Problem: The full listing, from first line to last, should be set down again exactly.

[Start of section]

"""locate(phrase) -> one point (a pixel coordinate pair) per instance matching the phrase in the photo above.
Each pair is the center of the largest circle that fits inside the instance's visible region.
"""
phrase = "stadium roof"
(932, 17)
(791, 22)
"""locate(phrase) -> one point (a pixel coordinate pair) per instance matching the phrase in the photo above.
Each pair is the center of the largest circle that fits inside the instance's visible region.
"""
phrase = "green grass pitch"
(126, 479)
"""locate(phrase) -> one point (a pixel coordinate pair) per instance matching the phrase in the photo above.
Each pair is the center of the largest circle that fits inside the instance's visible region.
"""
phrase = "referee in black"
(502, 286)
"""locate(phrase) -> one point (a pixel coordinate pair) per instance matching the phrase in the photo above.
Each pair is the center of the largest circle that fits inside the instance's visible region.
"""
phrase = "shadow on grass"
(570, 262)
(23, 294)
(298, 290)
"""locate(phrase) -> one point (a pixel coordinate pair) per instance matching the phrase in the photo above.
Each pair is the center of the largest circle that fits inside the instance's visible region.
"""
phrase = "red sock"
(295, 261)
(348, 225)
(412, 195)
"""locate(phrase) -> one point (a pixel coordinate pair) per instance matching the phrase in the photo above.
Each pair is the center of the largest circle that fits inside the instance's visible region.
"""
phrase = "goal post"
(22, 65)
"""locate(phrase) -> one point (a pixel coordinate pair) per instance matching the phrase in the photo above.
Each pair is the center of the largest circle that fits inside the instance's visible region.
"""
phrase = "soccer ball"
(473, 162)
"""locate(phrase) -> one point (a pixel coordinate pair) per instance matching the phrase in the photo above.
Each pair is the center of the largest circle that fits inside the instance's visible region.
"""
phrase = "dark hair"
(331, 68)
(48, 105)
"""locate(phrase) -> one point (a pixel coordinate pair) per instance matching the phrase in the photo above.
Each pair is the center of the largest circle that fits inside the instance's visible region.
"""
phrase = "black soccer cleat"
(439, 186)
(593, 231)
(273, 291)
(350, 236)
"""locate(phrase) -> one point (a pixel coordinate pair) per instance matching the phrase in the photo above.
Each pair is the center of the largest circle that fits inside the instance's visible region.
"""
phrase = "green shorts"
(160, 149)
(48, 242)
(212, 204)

[End of section]

Worked solution:
"""locate(phrase) -> one point (a pixel coordinate pair) per instance matching the phrase in the photo above.
Each pair is the center of the largest circle that fits inside the instance's visible region.
"""
phrase = "stadium roof"
(932, 17)
(791, 22)
"""locate(phrase) -> one point (a pixel coordinate pair) per instance matching the phrase in the photo above.
Each pair is the center of the largest circle that fits inside the instance's visible region.
"""
phrase = "green grass pitch"
(126, 479)
"""locate(phrase) -> one point (a pixel coordinate pair) per instance matching the phrase in the photo above.
Each pair is the center of the largest circle that fits inside the instance's visible region.
"""
phrase = "referee in black"
(502, 286)
"""locate(phrase) -> one point (a pixel coordinate pair) per instance matching the phrase in the photo above.
Each pair is the center of the largest circle that fits inside the instance's visible region.
"""
phrase = "shadow on grass"
(570, 262)
(23, 294)
(298, 290)
"""locate(phrase) -> one point (a pixel coordinate pair) per instance matching the phrase in the photo above.
Each pair is the center of the largest circle that fits inside the instance's visible region.
"""
phrase = "red sock"
(295, 261)
(348, 225)
(412, 195)
"""locate(phrase) -> one point (a pixel coordinate pair) per instance matching the phrase in the photo above.
Each pair is the center of the largest circle that fits inside the instance's visible region.
"""
phrase = "goal post"
(22, 65)
"""locate(phrase) -> one point (a pixel coordinate pair) per instance matching the phrase in the photo above.
Each pair is the center of the largest circle that fits inside the instance's visible region.
"""
phrase = "soccer ball"
(473, 162)
"""locate(phrase) -> one point (a pixel coordinate pair) per instance matching the phrase in the photo above.
Each pair is the center of the largest circle that fits inside the instance's visible region.
"""
phrase = "dark hair"
(331, 68)
(48, 105)
"""locate(phrase) -> one point (a pixel coordinate pair) per instance matching the phrase in the photo above.
Each pair is the center of the largest circle that fits inside the instance's visible region.
"""
phrase = "black soccer cleat"
(439, 186)
(593, 231)
(273, 291)
(350, 236)
"""locate(phrase) -> one point (a pixel coordinate pair) per instance matching the phrase in the photo above.
Each pair is the center of the largest circle that fits inside the instance's visible region.
"""
phrase = "green shorts"
(160, 149)
(48, 242)
(212, 204)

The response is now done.